<<<<
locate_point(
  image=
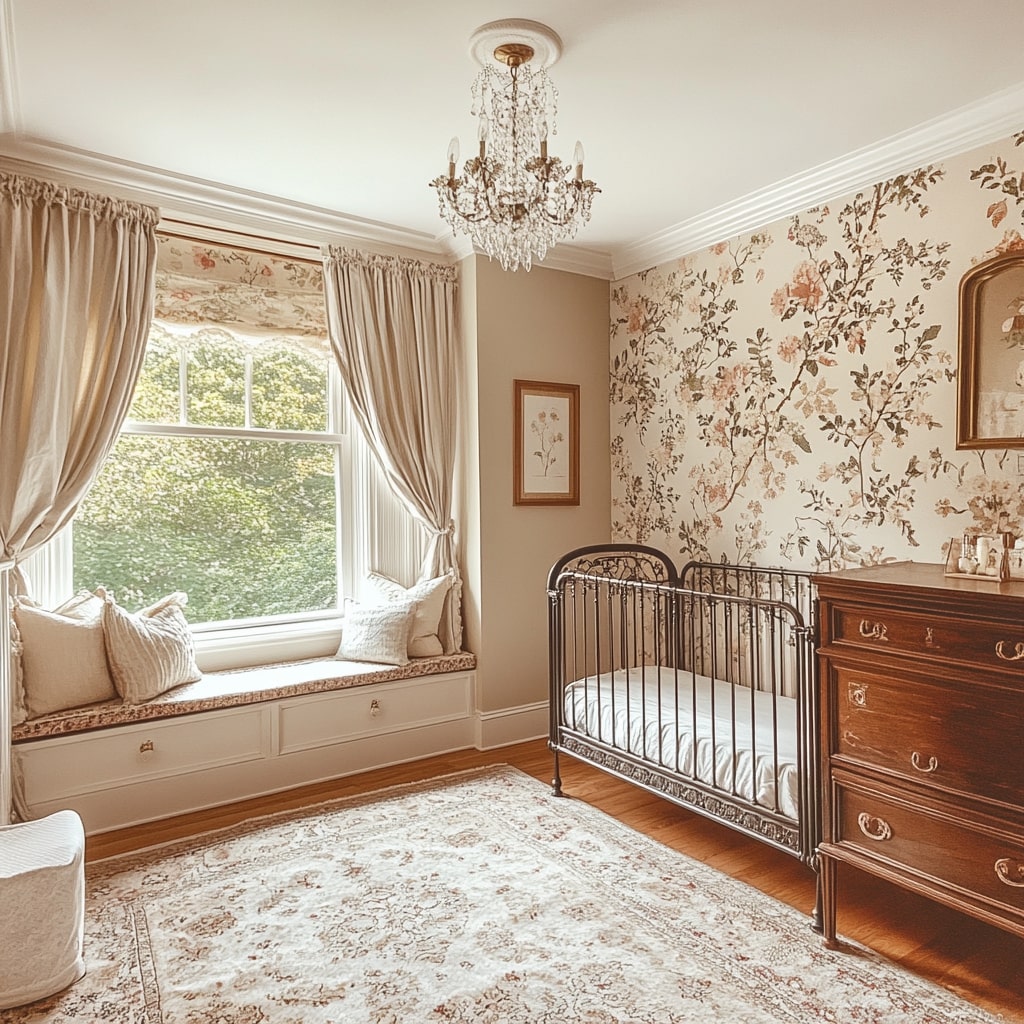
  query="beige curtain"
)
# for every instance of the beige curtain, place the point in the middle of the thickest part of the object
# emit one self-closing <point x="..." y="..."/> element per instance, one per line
<point x="76" y="299"/>
<point x="391" y="324"/>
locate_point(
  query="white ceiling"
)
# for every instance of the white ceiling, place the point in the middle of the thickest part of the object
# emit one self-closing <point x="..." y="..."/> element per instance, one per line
<point x="684" y="107"/>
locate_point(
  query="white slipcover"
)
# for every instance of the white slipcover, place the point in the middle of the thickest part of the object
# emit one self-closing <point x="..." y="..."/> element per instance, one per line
<point x="42" y="907"/>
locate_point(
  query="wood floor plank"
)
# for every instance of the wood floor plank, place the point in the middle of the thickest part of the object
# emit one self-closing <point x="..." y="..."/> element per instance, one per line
<point x="980" y="963"/>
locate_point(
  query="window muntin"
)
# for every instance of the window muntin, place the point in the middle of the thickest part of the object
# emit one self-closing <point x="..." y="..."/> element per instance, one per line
<point x="276" y="300"/>
<point x="243" y="518"/>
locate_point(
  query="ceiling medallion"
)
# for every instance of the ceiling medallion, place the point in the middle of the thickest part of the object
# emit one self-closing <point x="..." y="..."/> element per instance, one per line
<point x="513" y="200"/>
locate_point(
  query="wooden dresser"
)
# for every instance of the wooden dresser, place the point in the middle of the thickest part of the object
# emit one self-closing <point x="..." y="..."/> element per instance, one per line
<point x="923" y="736"/>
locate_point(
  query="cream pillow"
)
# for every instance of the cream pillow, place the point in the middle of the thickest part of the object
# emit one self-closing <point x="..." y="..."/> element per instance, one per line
<point x="64" y="659"/>
<point x="429" y="594"/>
<point x="377" y="633"/>
<point x="150" y="651"/>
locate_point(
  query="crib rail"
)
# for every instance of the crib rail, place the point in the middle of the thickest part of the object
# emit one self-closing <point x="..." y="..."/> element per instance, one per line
<point x="698" y="686"/>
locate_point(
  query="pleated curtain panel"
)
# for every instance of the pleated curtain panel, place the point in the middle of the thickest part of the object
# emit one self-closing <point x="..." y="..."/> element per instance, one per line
<point x="391" y="325"/>
<point x="76" y="300"/>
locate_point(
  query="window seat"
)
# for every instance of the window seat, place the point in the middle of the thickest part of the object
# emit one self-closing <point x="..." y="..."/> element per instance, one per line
<point x="239" y="734"/>
<point x="237" y="687"/>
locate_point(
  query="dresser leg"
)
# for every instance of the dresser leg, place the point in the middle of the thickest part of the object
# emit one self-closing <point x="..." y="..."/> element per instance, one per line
<point x="828" y="877"/>
<point x="816" y="924"/>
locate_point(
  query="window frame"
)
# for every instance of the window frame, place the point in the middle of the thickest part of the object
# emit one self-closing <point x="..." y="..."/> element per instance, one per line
<point x="375" y="531"/>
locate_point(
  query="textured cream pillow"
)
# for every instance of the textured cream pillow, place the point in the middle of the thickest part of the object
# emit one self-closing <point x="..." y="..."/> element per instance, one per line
<point x="377" y="633"/>
<point x="150" y="651"/>
<point x="429" y="594"/>
<point x="64" y="660"/>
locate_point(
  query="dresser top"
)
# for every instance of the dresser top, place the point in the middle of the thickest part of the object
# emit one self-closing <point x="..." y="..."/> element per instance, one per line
<point x="926" y="581"/>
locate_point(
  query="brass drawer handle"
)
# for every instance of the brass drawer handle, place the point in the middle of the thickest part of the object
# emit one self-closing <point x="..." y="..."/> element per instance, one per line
<point x="1017" y="655"/>
<point x="1005" y="867"/>
<point x="877" y="828"/>
<point x="873" y="631"/>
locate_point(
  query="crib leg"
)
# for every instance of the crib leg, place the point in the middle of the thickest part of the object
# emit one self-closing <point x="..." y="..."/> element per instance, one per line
<point x="817" y="922"/>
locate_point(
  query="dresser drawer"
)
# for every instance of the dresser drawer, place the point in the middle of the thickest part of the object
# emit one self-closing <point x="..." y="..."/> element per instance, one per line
<point x="985" y="866"/>
<point x="984" y="645"/>
<point x="70" y="766"/>
<point x="961" y="738"/>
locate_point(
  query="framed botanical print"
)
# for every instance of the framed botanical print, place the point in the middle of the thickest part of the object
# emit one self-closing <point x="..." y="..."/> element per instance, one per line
<point x="990" y="400"/>
<point x="546" y="448"/>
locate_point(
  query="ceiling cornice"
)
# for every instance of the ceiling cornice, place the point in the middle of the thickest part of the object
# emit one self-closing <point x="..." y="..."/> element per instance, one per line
<point x="985" y="121"/>
<point x="10" y="114"/>
<point x="180" y="196"/>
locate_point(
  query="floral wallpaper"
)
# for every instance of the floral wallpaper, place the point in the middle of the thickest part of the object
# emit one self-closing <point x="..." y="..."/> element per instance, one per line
<point x="790" y="395"/>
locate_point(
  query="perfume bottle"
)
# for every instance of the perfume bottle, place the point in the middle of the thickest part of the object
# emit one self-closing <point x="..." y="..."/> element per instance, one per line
<point x="969" y="555"/>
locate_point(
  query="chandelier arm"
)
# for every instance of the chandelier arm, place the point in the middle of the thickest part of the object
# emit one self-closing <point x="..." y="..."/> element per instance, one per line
<point x="513" y="200"/>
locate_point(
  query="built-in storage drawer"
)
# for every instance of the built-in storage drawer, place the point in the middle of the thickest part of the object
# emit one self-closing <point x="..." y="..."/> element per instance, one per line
<point x="964" y="738"/>
<point x="980" y="644"/>
<point x="954" y="855"/>
<point x="345" y="715"/>
<point x="87" y="762"/>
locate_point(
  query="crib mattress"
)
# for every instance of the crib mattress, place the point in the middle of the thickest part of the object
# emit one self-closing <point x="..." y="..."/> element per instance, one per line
<point x="738" y="740"/>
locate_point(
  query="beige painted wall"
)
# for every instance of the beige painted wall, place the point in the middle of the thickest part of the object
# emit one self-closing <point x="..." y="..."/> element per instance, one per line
<point x="545" y="326"/>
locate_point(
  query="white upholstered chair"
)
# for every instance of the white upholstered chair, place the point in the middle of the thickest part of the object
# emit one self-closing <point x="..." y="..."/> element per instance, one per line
<point x="42" y="906"/>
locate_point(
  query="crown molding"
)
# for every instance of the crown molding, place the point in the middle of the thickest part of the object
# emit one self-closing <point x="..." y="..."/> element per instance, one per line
<point x="987" y="120"/>
<point x="10" y="114"/>
<point x="182" y="197"/>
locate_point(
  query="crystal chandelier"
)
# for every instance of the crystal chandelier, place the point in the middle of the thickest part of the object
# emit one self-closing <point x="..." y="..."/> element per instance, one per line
<point x="513" y="200"/>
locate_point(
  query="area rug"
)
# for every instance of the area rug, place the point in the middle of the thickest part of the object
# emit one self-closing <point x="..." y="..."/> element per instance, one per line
<point x="476" y="897"/>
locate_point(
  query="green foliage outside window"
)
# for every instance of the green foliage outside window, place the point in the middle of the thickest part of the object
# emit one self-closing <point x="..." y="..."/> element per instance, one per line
<point x="246" y="526"/>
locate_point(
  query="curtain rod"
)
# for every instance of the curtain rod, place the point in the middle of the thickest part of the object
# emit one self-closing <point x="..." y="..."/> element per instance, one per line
<point x="180" y="230"/>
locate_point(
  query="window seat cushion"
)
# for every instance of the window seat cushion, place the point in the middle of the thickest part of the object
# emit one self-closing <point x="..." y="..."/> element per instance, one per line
<point x="238" y="687"/>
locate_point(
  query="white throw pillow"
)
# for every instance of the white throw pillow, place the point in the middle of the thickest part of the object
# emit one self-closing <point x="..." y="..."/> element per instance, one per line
<point x="429" y="594"/>
<point x="64" y="659"/>
<point x="377" y="633"/>
<point x="150" y="651"/>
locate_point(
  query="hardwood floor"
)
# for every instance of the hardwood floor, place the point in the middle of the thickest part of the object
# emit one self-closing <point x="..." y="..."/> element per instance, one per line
<point x="982" y="964"/>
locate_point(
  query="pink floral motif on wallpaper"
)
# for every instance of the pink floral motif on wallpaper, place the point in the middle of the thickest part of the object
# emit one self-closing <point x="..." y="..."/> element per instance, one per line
<point x="788" y="395"/>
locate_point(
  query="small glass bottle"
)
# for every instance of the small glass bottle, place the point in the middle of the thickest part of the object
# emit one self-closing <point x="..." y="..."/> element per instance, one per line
<point x="969" y="559"/>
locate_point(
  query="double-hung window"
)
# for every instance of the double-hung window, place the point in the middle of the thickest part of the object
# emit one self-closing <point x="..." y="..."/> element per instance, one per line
<point x="238" y="476"/>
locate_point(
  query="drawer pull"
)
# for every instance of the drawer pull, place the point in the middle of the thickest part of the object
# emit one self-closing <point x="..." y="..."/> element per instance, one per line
<point x="1017" y="655"/>
<point x="856" y="693"/>
<point x="1005" y="868"/>
<point x="877" y="828"/>
<point x="873" y="631"/>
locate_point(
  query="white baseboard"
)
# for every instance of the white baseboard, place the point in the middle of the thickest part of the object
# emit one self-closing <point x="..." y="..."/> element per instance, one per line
<point x="511" y="725"/>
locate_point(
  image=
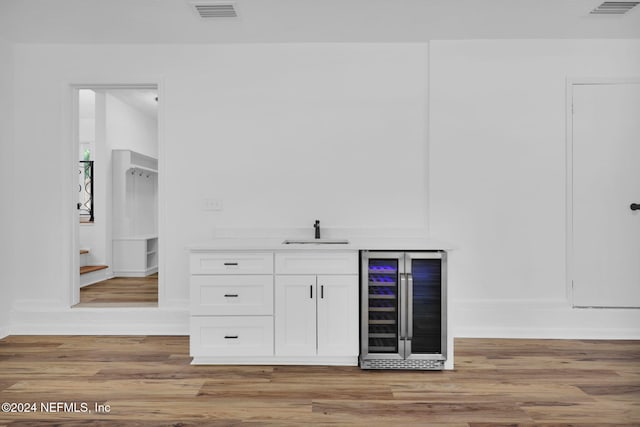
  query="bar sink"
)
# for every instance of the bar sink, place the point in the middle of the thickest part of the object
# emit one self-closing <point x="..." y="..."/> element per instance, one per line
<point x="316" y="242"/>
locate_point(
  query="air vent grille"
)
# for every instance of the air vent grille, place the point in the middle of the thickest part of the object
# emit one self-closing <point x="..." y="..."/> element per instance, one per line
<point x="216" y="10"/>
<point x="614" y="7"/>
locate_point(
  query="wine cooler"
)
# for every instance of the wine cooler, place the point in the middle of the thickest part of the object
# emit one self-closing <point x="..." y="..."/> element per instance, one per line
<point x="403" y="312"/>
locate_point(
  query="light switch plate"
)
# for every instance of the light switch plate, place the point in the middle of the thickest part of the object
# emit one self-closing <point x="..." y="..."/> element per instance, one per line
<point x="212" y="204"/>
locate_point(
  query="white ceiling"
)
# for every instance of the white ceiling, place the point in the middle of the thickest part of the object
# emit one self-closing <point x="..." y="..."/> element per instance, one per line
<point x="175" y="21"/>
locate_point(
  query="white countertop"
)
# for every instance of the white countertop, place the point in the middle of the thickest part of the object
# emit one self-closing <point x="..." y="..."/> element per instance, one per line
<point x="358" y="243"/>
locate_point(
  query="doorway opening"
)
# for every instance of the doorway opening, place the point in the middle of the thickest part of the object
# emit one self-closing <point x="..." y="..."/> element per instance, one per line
<point x="117" y="237"/>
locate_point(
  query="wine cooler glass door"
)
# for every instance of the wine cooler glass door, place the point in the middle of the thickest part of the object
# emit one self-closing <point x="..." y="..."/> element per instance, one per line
<point x="424" y="309"/>
<point x="383" y="305"/>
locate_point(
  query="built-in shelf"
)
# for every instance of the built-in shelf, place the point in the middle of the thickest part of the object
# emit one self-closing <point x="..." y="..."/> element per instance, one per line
<point x="135" y="256"/>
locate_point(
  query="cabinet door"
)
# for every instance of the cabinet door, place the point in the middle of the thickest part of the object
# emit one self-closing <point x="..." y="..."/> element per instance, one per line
<point x="338" y="315"/>
<point x="295" y="314"/>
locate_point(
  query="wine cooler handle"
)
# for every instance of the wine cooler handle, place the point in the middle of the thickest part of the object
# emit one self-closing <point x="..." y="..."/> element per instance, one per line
<point x="409" y="301"/>
<point x="403" y="298"/>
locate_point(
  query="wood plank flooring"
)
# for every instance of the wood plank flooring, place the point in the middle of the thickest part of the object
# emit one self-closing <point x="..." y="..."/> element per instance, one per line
<point x="119" y="291"/>
<point x="148" y="380"/>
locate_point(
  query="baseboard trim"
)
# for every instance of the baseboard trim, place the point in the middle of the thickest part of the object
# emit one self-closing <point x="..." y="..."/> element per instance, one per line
<point x="276" y="360"/>
<point x="541" y="319"/>
<point x="101" y="321"/>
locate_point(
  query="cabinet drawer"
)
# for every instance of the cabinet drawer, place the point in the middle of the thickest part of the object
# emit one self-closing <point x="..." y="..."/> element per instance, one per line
<point x="232" y="263"/>
<point x="317" y="263"/>
<point x="232" y="336"/>
<point x="232" y="295"/>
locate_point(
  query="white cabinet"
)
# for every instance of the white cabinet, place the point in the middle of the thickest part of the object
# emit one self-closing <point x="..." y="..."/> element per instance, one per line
<point x="338" y="327"/>
<point x="296" y="315"/>
<point x="231" y="306"/>
<point x="274" y="307"/>
<point x="317" y="296"/>
<point x="231" y="336"/>
<point x="218" y="295"/>
<point x="317" y="315"/>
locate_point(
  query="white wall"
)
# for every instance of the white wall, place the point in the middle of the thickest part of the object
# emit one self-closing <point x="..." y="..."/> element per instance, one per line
<point x="130" y="129"/>
<point x="282" y="134"/>
<point x="285" y="134"/>
<point x="497" y="176"/>
<point x="7" y="182"/>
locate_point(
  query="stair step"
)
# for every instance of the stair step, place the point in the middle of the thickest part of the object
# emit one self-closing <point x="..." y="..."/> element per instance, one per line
<point x="89" y="268"/>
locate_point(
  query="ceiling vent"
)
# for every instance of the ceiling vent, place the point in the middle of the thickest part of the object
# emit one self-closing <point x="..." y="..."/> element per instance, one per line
<point x="208" y="10"/>
<point x="614" y="7"/>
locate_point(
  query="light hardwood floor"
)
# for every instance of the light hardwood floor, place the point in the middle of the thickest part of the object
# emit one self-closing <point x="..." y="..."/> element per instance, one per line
<point x="121" y="291"/>
<point x="147" y="380"/>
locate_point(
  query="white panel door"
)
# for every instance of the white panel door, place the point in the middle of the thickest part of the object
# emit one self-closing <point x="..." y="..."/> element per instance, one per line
>>>>
What you will do:
From the listing above, output exactly the run of lines that starts with the line containing "# for every instance of the dresser top, place" and ends with the line containing "# for every instance of the dresser drawer, place".

Task result:
# for every instance of the dresser top, place the point in the middle of the thickest part of the object
# emit one self-closing <point x="..." y="..."/> element per instance, one per line
<point x="926" y="581"/>
locate_point(
  query="brass drawer handle"
)
# for every instance of the brass drawer handle, place the point in the middle of the thickest part of the object
# emit one self-closing <point x="..." y="..."/> element per instance, one per line
<point x="1017" y="655"/>
<point x="1005" y="867"/>
<point x="877" y="828"/>
<point x="873" y="631"/>
locate_point(
  query="crib leg"
)
# for every instance of the crib leg, place the point in the middle of the thickest part of the object
# emit one self-closing <point x="..." y="..."/> element per instance, one per line
<point x="817" y="922"/>
locate_point(
  query="dresser drawer"
)
# for every instance of the dresser drawer, place the point in the middle of the thickest part of the object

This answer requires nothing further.